### REQUIRED WORK:
Copy the material word for word, from its start through the line containing "M232 54L222 56L220", including that line. Omit the pictures.

[Records from a collection]
╭──

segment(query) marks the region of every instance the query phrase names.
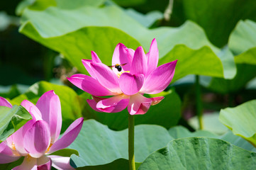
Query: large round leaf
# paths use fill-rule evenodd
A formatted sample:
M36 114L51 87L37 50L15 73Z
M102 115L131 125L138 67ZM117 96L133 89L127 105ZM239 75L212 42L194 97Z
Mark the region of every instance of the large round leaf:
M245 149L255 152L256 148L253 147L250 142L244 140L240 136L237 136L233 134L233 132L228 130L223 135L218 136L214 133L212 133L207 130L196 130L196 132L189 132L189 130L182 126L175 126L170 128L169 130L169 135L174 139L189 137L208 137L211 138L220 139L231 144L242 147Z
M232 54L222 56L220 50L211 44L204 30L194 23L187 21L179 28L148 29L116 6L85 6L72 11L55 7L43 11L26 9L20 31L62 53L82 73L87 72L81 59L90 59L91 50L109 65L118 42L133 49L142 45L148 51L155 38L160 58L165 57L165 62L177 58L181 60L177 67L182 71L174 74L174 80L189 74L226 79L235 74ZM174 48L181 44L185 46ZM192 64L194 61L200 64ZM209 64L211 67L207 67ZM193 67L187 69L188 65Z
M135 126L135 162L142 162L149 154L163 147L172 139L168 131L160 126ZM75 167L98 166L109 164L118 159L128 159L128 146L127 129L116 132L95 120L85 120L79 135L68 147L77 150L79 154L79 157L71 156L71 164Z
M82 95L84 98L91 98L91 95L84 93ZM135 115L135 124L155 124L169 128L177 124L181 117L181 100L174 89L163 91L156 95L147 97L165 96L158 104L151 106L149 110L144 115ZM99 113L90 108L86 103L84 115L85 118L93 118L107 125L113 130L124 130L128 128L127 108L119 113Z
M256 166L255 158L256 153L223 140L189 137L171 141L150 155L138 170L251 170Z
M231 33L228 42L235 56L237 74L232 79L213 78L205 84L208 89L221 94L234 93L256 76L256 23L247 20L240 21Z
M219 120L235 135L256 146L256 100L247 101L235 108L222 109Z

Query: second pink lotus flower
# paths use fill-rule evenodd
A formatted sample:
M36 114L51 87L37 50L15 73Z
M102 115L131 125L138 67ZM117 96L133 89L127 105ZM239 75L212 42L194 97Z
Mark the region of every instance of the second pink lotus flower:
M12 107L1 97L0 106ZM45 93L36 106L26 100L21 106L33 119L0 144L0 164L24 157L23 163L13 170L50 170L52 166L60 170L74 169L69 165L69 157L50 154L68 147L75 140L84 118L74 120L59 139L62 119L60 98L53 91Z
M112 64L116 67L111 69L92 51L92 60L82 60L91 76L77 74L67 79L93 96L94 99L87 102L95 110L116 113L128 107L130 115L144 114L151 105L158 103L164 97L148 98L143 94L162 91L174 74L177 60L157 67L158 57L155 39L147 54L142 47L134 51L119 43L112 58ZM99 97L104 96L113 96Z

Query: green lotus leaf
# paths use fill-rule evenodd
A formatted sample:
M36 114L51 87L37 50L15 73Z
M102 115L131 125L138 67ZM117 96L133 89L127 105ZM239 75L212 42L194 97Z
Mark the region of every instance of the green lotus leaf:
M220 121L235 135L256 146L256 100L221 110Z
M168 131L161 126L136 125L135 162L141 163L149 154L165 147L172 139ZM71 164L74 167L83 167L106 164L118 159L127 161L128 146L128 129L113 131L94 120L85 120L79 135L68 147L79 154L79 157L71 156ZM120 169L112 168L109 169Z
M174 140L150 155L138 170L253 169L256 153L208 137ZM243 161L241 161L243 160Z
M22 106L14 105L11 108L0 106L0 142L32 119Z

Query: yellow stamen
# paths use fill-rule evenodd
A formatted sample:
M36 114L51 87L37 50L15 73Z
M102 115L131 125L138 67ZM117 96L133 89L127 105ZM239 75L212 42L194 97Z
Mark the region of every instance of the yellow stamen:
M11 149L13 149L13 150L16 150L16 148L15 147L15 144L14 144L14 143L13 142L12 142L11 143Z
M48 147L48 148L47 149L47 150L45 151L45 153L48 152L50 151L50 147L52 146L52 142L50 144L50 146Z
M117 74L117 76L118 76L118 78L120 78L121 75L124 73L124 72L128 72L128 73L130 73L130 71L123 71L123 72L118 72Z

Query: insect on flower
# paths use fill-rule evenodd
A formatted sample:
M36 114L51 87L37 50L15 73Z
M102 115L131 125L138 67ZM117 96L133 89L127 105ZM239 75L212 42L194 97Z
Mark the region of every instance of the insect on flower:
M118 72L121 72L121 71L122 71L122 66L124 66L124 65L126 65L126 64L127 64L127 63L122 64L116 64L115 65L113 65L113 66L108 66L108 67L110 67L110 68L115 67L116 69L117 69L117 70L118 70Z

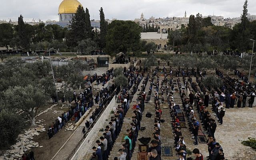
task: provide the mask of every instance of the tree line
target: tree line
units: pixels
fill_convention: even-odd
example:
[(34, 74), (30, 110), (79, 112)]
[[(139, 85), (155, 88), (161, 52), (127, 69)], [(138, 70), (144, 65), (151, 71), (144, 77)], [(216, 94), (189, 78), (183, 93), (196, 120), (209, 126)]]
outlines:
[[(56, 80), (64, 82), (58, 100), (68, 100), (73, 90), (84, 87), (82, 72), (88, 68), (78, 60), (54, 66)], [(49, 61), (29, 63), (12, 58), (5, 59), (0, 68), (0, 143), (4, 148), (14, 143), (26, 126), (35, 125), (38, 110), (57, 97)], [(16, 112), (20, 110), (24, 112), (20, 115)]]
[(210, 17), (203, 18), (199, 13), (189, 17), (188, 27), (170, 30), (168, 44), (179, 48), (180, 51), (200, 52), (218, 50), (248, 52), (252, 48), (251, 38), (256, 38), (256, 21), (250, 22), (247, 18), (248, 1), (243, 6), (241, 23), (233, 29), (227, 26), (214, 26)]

╰──

### REPLY TO THE EXERCISE:
segment(query) marks the region of every instance the query phrase names.
Query: large round leaf
# paths use fill-rule evenodd
A formatted sample:
M36 114L51 87L37 50L15 73Z
M102 115L131 125L138 67ZM117 96L133 89L127 105ZM239 75L212 42L194 97Z
Mark the region of every instance of the large round leaf:
M245 149L255 152L256 148L253 147L250 142L244 140L240 136L237 136L233 134L233 132L228 130L223 135L218 136L214 133L212 133L207 130L196 130L196 132L189 132L189 130L182 126L175 126L170 128L169 130L169 135L174 139L189 137L208 137L211 138L220 139L231 144L242 147Z
M232 54L222 56L220 50L211 44L204 30L194 23L187 21L179 28L148 29L116 6L85 6L72 11L55 7L43 11L26 9L20 31L62 53L82 73L87 72L81 59L90 59L91 50L109 65L118 42L133 49L142 45L148 51L155 38L160 58L165 57L165 62L177 58L181 60L177 67L182 71L174 74L174 80L189 74L226 79L235 74ZM174 48L181 44L185 46ZM192 64L194 61L200 64ZM209 64L211 67L207 67ZM193 67L187 69L188 65Z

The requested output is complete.